**Задание**
Повтори целиком и без изменений приведенный ниже отрывок о Гегеле и требовании признания.

**Избранный отрывок**
────────────────────

Гегель требовал лишь того, что он именует «признанием»: признания равного достоинства всех людей, по закону и на словах, признания их равной «моральной» ценности, что, хотя и не затрагивало социальных различий, было важным шагом вперед.

Он выставляет только очень скромные требования, — такими они представляются нам сейчас, но в его времена они казались дерзкими и внушали опасения.

Открыто Гегель формулирует лишь, так сказать, идею минимума свободы, которая ныне выглядит очень робкой, но в то время вслух сказать больше было нельзя, и этой идеей можно было задеть короля, прусского принца крови, да и весь двор: «Затем люди, если они должны действовать для дела, хотят [они только „хотят”!] также и того, чтобы оно вообще нравилось им, чтобы они могли принимать в нем участие, руководясь своим мнением о его достоинствах, правоте, выгодах, полезности». И ему хватает смелости утверждать: «Это в особенности является существенным моментом в наше время, когда люди не столько привлекаются к участию в чем‑нибудь на основе доверия, авторитета, а посвящают себя тому или иному делу, руководясь собственным умом, самостоятельным убеждением и мнением». Так пусть же господа придумывают собственное оправдание установленных ими порядков! В их глазах слуги никогда не станут менее ленивыми, лживыми, наглыми, и никогда достаточно льстивыми. Если они повинуются, это угодливость. Если сопротивляются, — наглость.

────────────────────

**Записи данных**

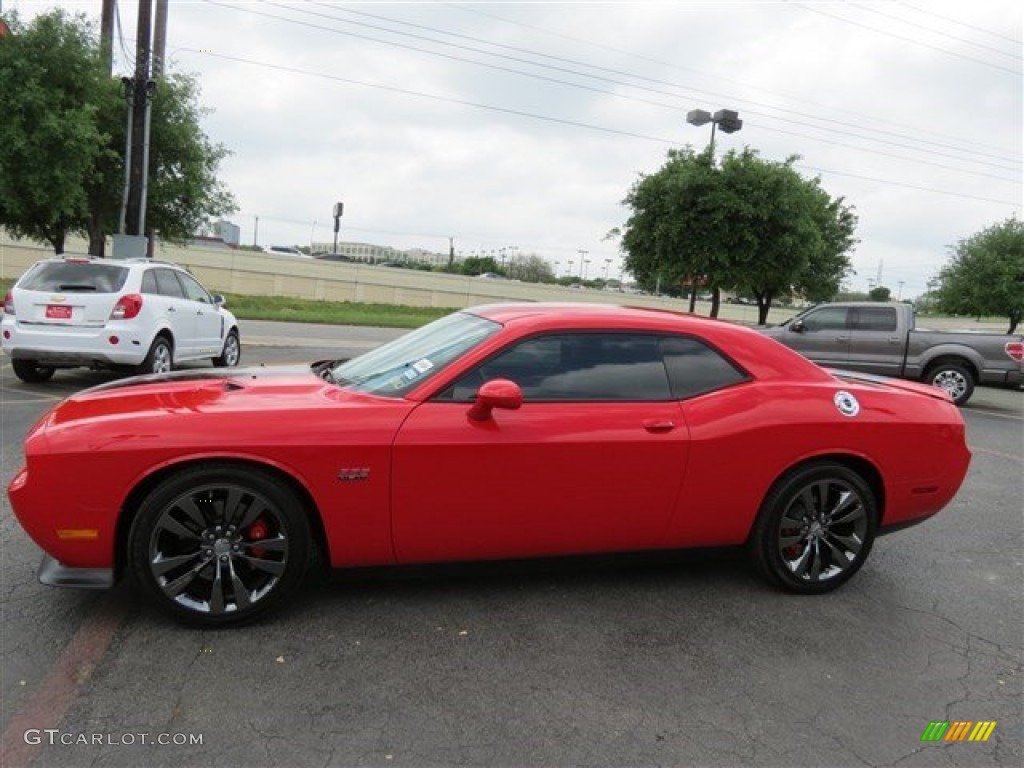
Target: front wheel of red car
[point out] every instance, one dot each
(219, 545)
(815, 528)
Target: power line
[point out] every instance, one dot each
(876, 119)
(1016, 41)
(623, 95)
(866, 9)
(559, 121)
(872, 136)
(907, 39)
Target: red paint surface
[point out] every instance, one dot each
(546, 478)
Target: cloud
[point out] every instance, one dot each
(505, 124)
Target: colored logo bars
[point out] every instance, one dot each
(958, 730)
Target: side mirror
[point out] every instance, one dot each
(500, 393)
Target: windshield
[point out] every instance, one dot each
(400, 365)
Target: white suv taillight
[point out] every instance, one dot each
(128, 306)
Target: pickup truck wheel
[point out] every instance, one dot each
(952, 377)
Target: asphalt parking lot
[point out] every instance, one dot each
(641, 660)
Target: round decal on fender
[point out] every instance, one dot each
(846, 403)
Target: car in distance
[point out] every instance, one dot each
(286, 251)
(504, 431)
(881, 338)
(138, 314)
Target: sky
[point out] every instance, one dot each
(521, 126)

────────────────────

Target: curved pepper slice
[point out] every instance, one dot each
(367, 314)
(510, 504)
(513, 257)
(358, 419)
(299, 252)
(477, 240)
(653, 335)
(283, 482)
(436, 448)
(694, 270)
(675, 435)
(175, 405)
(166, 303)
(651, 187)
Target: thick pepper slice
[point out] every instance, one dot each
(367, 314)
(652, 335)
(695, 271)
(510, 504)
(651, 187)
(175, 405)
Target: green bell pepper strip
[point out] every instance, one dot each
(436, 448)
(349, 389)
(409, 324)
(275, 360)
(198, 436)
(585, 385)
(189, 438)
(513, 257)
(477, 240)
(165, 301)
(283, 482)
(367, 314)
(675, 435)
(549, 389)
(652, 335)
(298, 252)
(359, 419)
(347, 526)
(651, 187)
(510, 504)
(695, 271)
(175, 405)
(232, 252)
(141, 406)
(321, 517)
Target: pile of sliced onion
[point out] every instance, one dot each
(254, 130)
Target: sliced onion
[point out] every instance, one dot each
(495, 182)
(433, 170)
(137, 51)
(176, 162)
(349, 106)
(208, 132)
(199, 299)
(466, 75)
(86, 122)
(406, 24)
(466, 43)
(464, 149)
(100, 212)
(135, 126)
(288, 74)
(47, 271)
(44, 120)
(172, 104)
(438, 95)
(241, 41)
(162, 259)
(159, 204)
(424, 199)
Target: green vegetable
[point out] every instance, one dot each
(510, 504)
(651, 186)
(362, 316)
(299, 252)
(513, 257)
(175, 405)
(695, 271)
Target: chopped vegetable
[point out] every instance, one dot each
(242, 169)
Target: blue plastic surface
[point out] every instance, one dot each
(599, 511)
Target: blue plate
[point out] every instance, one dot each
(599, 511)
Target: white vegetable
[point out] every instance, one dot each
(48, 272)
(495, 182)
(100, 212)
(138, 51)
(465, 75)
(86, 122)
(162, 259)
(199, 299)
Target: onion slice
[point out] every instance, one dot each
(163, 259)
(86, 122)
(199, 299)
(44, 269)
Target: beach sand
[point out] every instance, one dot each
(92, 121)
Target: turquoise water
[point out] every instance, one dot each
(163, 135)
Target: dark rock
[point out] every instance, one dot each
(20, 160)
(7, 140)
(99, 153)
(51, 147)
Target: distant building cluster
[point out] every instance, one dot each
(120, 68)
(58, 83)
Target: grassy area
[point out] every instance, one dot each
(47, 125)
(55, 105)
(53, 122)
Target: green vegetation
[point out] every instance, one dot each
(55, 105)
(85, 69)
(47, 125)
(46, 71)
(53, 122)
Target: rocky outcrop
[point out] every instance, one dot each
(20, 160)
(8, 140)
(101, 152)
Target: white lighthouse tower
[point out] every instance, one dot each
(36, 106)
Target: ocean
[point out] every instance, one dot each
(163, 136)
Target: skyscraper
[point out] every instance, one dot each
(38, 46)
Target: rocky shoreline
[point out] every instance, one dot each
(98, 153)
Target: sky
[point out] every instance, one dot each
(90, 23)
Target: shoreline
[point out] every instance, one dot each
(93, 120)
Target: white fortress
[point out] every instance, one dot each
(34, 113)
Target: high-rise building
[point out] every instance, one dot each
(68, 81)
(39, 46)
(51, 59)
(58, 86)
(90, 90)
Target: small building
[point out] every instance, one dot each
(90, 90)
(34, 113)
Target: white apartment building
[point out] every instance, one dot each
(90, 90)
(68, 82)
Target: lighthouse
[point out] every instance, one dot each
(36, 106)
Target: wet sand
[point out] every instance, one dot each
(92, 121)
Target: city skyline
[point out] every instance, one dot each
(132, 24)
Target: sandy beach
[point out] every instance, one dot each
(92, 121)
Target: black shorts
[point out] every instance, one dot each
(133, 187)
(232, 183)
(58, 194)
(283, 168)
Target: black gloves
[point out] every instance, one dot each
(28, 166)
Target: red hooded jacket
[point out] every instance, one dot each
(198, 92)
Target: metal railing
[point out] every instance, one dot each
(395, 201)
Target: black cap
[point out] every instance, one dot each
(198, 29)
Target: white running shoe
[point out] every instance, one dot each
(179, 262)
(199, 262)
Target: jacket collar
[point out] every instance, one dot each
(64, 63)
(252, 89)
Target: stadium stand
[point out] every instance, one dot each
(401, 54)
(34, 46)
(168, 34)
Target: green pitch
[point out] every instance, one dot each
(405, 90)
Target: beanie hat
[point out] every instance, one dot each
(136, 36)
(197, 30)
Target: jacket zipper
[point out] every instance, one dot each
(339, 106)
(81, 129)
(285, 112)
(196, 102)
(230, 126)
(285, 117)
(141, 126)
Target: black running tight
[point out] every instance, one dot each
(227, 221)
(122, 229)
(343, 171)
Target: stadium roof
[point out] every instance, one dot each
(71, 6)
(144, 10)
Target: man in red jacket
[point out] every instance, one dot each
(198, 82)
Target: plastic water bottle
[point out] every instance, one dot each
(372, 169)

────────────────────

**Выполненное задание**
Гегель требовал лишь того, что он именует «признанием»: признания равного достоинства всех людей, по закону и на словах, признания их равной «моральной» ценности, что, хотя и не затрагивало социальных различий, было важным шагом вперед.

Он выставляет только очень скромные требования, — такими они представляются нам сейчас, но в его времена они казались дерзкими и внушали опасения.

Открыто Гегель формулирует лишь, так сказать, идею минимума свободы, которая ныне выглядит очень робкой, но в то время вслух сказать больше было нельзя, и этой идеей можно было задеть короля, прусского принца крови, да и весь двор: «Затем люди, если они должны действовать для дела, хотят [они только „хотят”!] также и того, чтобы оно вообще нравилось им, чтобы они могли принимать в нем участие, руководясь своим мнением о его достоинствах, правоте, выгодах, полезности». И ему хватает смелости утверждать: «Это в особенности является существенным моментом в наше время, когда люди не столько привлекаются к участию в чем‑нибудь на основе доверия, авторитета, а посвящают себя тому или иному делу, руководясь собственным умом, самостоятельным убеждением и мнением». Так пусть же господа придумывают собственное оправдание установленных ими порядков! В их глазах слуги никогда не станут менее ленивыми, лживыми, наглыми, и никогда достаточно льстивыми. Если они повинуются, это угодливость. Если сопротивляются, — наглость.